## How to complete this task
The response must contain every line from the records below that has "each".

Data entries
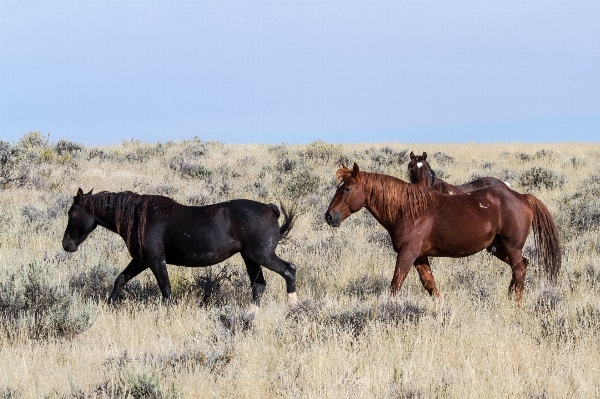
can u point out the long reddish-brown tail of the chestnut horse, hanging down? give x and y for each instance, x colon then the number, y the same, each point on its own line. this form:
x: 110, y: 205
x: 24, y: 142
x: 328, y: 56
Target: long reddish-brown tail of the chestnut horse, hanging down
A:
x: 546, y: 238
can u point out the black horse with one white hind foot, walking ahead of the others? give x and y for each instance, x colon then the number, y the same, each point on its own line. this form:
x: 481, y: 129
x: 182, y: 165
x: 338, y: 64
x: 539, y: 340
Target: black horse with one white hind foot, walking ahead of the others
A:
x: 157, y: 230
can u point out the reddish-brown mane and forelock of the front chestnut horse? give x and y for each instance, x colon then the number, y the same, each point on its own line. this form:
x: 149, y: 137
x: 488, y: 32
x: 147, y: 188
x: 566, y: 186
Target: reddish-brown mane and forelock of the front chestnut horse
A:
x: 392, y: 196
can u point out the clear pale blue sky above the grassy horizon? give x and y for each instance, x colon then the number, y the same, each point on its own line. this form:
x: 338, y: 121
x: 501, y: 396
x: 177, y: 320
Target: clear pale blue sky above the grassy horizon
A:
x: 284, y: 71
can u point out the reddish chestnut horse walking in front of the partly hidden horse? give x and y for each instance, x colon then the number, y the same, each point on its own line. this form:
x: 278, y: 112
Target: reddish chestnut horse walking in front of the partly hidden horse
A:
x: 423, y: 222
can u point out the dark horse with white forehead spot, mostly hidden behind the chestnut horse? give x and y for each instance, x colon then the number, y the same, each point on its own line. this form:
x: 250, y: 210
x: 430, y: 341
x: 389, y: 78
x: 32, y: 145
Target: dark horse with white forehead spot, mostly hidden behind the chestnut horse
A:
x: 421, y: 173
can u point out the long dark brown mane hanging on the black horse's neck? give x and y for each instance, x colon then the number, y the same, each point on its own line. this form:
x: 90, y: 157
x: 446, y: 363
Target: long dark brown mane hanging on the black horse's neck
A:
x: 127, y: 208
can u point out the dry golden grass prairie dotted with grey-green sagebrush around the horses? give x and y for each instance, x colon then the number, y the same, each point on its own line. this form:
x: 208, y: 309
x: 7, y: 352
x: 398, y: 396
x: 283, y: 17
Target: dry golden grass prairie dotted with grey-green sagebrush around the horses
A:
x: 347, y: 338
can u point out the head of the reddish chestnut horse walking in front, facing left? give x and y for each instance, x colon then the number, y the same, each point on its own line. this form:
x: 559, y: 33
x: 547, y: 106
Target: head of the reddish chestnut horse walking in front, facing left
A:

## Reply
can u point out the long reddish-brown tail of the chestnut horse, hanging down? give x and y for each instance, x colon then the number, y the same, each point on its own line. this form:
can u point out the black horse with one white hind foot, walking ahead of the others? give x and y for each instance, x colon then the number, y the same, each point on its own line. this form:
can u point out the reddish-brown mane and forelock of the front chestnut horse? give x and y for each instance, x colon then the number, y the same, each point on its own line. this form:
can u point out the clear pale blue sky above the grassy horizon? give x and y for each instance, x colon then the number, y the same, each point on its own line. this form:
can u point out the reddish chestnut horse walking in front of the partly hidden horse? give x and y for each instance, x colon then the number, y the same, each point on its own line. this form:
can u point out the dark horse with white forehead spot, mostly hidden behind the chestnut horse? give x and y for each instance, x colon then the number, y the same, each point on its own line. this form:
can u point out the long dark brown mane hanging on the black horse's neck? give x and y for each instance, x colon then the number, y the same, each point on its own line. this form:
can u point out the dry golden grass prairie dotted with grey-green sagebrush around the horses? give x and y for each instance, x colon then the number, y the same, each point on its own line. this form:
can u point out the head of the reddish chestnut horse walking in front, facing left? give x and y for each instance, x colon then the number, y the same, each point on its own line. this form:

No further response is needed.